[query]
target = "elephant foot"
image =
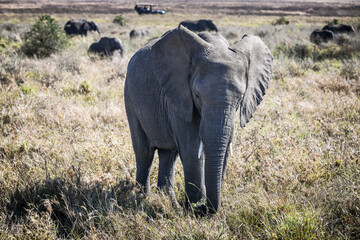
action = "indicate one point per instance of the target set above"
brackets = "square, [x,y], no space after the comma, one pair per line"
[202,211]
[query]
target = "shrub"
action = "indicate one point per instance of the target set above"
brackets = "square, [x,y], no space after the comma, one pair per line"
[45,38]
[281,21]
[120,20]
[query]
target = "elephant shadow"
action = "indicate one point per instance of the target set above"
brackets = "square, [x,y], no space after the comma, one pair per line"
[71,204]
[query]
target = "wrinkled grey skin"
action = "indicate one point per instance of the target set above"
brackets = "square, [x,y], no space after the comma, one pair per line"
[200,25]
[321,36]
[184,88]
[106,46]
[340,29]
[138,33]
[80,27]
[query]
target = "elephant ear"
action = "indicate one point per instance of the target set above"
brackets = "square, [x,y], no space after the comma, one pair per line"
[171,62]
[259,72]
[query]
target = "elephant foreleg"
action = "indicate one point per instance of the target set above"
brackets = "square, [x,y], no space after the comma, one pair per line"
[167,160]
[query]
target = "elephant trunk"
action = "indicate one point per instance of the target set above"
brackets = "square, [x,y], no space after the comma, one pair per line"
[216,136]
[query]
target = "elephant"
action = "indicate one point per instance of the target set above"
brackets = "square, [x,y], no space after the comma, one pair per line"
[200,25]
[181,93]
[340,29]
[80,27]
[106,46]
[138,33]
[318,36]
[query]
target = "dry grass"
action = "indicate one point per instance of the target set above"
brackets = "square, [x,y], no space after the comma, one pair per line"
[67,165]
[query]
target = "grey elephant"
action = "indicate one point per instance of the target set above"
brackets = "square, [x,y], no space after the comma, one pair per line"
[80,27]
[321,36]
[182,92]
[200,25]
[340,29]
[106,46]
[135,33]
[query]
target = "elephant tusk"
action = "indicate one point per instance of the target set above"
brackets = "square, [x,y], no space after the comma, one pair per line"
[230,149]
[200,149]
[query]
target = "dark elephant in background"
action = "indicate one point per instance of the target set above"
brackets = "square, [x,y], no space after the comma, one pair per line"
[80,27]
[138,33]
[182,92]
[321,36]
[107,46]
[200,25]
[340,29]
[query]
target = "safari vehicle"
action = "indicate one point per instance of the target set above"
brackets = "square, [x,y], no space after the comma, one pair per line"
[145,8]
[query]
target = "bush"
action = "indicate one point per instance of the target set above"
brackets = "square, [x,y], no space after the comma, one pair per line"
[45,37]
[120,20]
[281,21]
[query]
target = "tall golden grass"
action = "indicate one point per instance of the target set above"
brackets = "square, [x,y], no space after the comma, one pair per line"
[68,169]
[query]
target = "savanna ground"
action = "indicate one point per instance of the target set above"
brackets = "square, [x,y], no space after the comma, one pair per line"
[68,169]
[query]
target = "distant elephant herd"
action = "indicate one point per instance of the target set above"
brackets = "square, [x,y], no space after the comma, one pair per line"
[107,46]
[328,33]
[182,91]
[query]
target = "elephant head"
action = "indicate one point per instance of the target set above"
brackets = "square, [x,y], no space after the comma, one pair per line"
[203,77]
[91,26]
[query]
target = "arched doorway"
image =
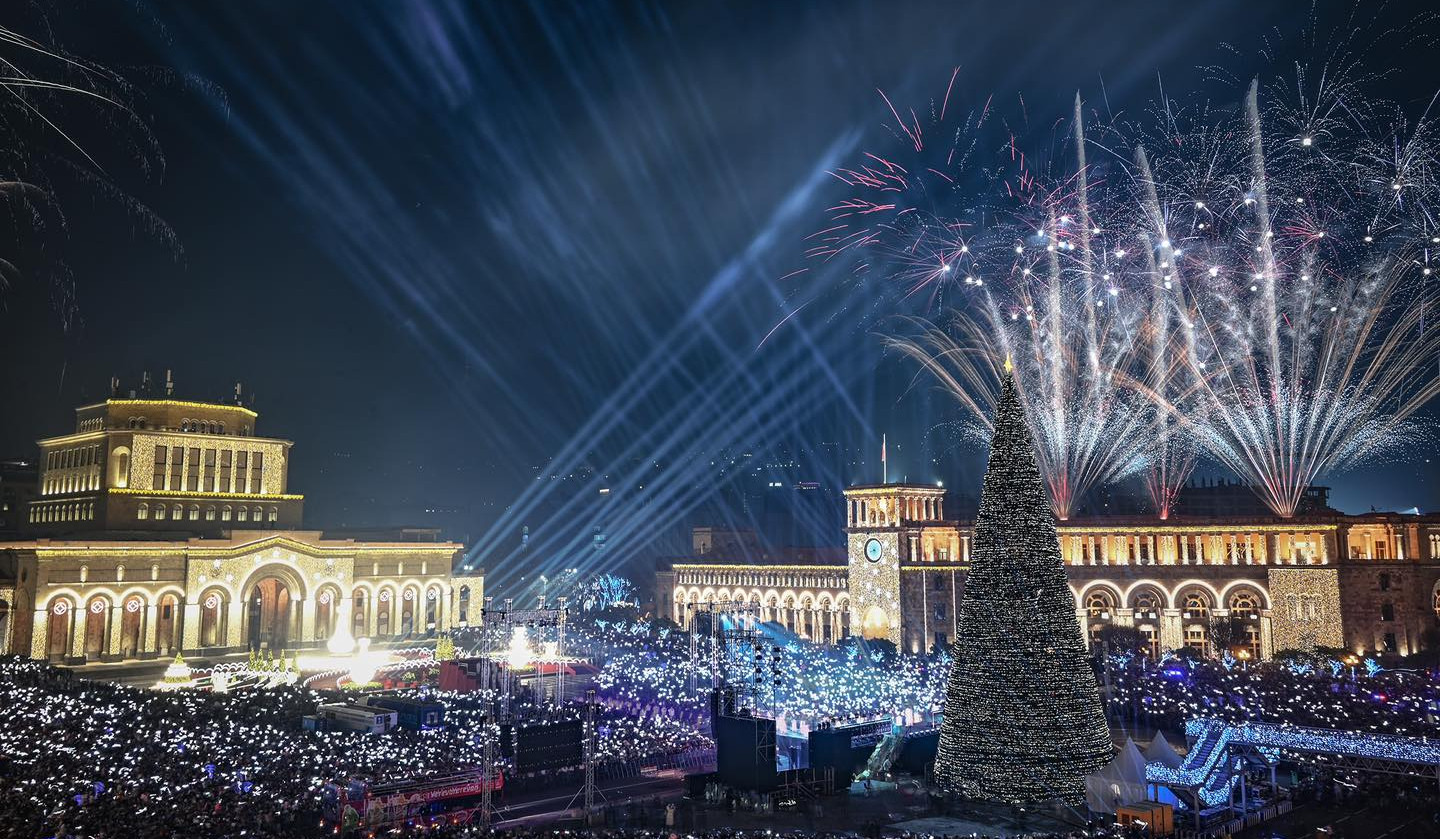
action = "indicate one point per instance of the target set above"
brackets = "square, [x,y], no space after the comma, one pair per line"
[166,625]
[359,605]
[464,605]
[408,612]
[130,625]
[326,603]
[432,610]
[58,631]
[382,615]
[271,610]
[212,619]
[97,615]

══════

--- EXERCISE REQUIREMENTS ---
Go through the listing above and write it out again exactly, dropping the pictures.

--- WRITTEN RESPONSE ---
[query]
target = "elephant foot"
image =
action = "indicate one point per instance of the target set above"
brackets = "square, [x,y], no space after the comma, one pair per line"
[202,211]
[query]
target = "shrub"
action = "indicate one point per instance of the target set above"
brackets = "square, [x,y], no space after the comma, one pair per line"
[45,38]
[281,21]
[120,20]
[query]
target = "elephant shadow"
action = "indicate one point per instance of the target set above"
brackets = "square, [x,y], no space after the comma, one pair per line"
[71,204]
[query]
target = "wrinkled grey skin"
action = "indicate one point per instance of the target set above"
brackets = "square, [x,y], no space after the comma, one pair per line"
[200,25]
[321,36]
[184,88]
[106,46]
[340,29]
[138,33]
[80,27]
[query]
target = "elephant ear"
action = "indicate one point per instance of the target set above"
brackets = "square, [x,y], no space after the comma, one pair per line"
[171,62]
[259,72]
[query]
target = "elephant foreleg"
action = "indicate one point per instance of the target set above"
brackets = "square, [x,y], no space after the comma, one pair per line"
[167,160]
[query]
target = "elephant trunk"
action = "indicate one point per instance of the target set above"
brackets = "square, [x,y], no space after the comma, one pair per line"
[216,136]
[query]
target = "elephant"
action = "indicate one point per instance of the target set above"
brackets = "square, [x,y], no space after the comma, one pair per line"
[200,25]
[181,93]
[340,29]
[80,27]
[106,46]
[138,33]
[318,36]
[query]
target = "dry grass"
action = "indicate one point per instance of the target set above"
brackets = "square, [x,y], no space after the comma, one pair per line"
[67,165]
[query]
target = "grey elephant"
action = "indicate one point per instance of the target set above"
brackets = "square, [x,y], no space after the comma, one pair per line"
[80,27]
[321,36]
[182,92]
[200,25]
[340,29]
[106,46]
[135,33]
[query]
target = "elephant tusk"
action = "indicate one point per instance of the target set above"
brackets = "square, [x,y], no space after the comma, one pair per line"
[230,149]
[200,149]
[query]
target = "dark elephant in background"
action = "indicate one point per instance of the target set above"
brackets = "square, [x,y], no space after the comma, one pair per line"
[80,27]
[138,33]
[182,92]
[321,36]
[107,46]
[200,25]
[340,29]
[query]
target = "safari vehicle"
action = "indicate one point per instance of the target set above"
brackets = "square, [x,y], no space after the comma, one pair per line"
[145,8]
[query]
target = "bush"
action = "indicate one point per instance of the target set above"
brackets = "square, [x,y], no space after the comma, one pair per line"
[45,37]
[120,20]
[281,21]
[query]
target = "tall golden grass"
action = "indicate one point per instance of the target set above"
brackets = "square, [x,y], no space after the comma, one pair per line"
[68,169]
[query]
target = "savanna ground"
action = "indicate one point per instance of the target set above"
brackets = "square, [x,y], no space after the comma, one pair per line"
[68,169]
[query]
target = "distant elephant herd"
action = "indicate one point per instance of the target set above"
brackets = "square, [x,y], no space after the comma, one pair per line"
[107,46]
[328,33]
[182,91]
[query]
target = "elephant head"
action = "indicate one point per instance of the target set above"
brackets = "square, [x,y], no space after the comma, one pair per line"
[203,77]
[91,26]
[query]
target = "arched doorway"
image =
action = "indicate one point per instance of the target set above"
brackets = "square, [x,y], no space after the comma, one pair per line"
[166,625]
[359,605]
[464,605]
[408,612]
[130,625]
[326,603]
[432,610]
[58,631]
[382,615]
[271,610]
[212,619]
[97,615]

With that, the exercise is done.